Passage Start Marker

Member of the Australian Parliament for Isaacs
- In office 12 August 2000 – 17 October 2007
- Preceded by: Greg Wilton
- Succeeded by: Mark Dreyfus

Personal details
- Born: 21 September 1951 (age 74) Dandenong, Victoria, Australia
- Party: Labor
- Occupation: Accountant

= Ann Corcoran (politician) =

Australian politician

Ann Kathleen Corcoran (born 21 September 1951) is a former Australian politician. She was a member of the House of Representatives from 2000 to 2007, representing the Victorian seat of Isaacs for the Australian Labor Party (ALP). She was an accountant prior to entering politics.

==Early life==
Corcoran was born on 21 September 1951 in Dandenong, Victoria. Her father Robert Corcoran, a published author, was a prominent figure in the ALP split of 1955, giving evidence to the Federal Executive in favour of federal leader H.V. Evatt.

Passage End Marker

■ Prompt 1:
Reproduce the Ann Corcoran biography word for word, starting with "Ann Kathleen Corcoran" and going on through "to entering politics.".
■ Prompt 2:
According to the Ann Corcoran biography, who succeeded her as the member for Isaacs?

Study material Start Marker

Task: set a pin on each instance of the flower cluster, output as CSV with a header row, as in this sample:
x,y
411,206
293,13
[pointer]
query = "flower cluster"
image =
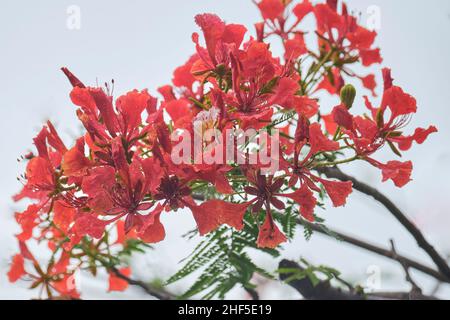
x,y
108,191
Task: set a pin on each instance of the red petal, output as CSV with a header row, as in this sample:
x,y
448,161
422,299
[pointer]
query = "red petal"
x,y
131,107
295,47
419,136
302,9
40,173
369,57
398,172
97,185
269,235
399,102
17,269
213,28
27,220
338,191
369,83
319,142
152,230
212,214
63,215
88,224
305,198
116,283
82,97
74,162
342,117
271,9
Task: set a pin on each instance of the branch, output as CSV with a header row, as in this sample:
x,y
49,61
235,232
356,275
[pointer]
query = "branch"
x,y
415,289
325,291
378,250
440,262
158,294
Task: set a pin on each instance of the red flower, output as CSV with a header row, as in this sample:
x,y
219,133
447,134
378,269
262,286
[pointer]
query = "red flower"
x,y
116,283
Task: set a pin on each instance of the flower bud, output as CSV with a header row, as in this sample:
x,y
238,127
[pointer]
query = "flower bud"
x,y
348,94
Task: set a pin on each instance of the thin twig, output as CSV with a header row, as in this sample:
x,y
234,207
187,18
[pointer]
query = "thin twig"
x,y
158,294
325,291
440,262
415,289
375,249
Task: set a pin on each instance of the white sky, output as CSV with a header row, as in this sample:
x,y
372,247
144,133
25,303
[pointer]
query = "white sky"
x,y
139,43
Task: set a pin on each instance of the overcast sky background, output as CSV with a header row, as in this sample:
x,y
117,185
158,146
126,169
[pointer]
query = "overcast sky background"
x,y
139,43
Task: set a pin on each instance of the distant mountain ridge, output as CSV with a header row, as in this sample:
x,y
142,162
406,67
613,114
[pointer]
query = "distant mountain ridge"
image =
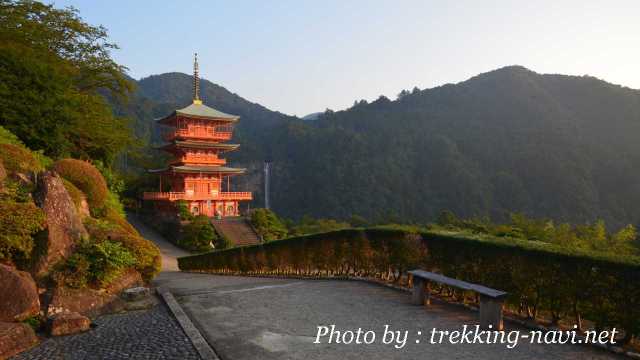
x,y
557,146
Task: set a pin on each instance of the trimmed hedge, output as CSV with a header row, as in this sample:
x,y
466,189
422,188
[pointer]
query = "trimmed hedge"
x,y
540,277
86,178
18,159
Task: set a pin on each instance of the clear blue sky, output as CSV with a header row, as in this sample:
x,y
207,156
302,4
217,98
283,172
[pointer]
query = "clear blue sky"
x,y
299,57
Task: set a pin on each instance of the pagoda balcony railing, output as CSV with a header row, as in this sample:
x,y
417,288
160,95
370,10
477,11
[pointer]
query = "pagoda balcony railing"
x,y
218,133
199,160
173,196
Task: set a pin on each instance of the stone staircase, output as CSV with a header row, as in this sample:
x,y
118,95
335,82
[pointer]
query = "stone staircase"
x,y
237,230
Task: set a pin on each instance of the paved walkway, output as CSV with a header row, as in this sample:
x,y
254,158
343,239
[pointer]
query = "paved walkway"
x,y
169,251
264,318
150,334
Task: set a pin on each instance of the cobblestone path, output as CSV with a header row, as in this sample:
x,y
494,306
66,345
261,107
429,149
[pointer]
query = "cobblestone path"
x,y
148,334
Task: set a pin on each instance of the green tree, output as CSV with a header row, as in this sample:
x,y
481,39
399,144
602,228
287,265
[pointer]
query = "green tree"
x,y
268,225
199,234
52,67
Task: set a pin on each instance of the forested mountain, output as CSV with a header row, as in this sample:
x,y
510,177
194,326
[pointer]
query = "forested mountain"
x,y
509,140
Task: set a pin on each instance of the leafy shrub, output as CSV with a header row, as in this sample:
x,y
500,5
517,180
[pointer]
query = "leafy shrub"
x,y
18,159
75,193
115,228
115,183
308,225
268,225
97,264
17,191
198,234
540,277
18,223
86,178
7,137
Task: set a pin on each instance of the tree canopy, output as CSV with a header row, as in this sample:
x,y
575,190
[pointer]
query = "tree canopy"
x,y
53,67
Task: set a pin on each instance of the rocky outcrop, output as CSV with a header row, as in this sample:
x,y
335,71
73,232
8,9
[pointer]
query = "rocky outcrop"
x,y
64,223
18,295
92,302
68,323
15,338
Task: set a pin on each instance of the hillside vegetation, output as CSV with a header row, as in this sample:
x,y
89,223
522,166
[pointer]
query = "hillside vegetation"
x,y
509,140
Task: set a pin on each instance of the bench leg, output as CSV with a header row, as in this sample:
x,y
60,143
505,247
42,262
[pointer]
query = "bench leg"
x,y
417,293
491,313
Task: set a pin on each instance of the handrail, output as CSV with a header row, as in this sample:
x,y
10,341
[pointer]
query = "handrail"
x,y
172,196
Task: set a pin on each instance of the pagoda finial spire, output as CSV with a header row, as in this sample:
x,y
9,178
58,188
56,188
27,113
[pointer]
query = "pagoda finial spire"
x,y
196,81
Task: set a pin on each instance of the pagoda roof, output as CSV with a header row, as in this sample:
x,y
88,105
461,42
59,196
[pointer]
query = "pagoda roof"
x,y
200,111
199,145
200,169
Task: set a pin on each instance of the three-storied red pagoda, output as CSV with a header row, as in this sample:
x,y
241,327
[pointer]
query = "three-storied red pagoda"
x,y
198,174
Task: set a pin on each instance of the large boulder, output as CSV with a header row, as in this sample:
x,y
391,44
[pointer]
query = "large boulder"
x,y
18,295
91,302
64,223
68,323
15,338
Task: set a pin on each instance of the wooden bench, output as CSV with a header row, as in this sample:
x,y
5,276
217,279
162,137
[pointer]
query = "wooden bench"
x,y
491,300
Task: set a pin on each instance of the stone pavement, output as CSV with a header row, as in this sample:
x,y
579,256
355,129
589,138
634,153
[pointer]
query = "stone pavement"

Study material End Marker

■ Expected output 1:
Ann Kathleen Corcoran (born 21 September 1951) is a former Australian politician. She was a member of the House of Representatives from 2000 to 2007, representing the Victorian seat of Isaacs for the Australian Labor Party (ALP). She was an accountant prior to entering politics.

■ Expected output 2:
Mark Dreyfus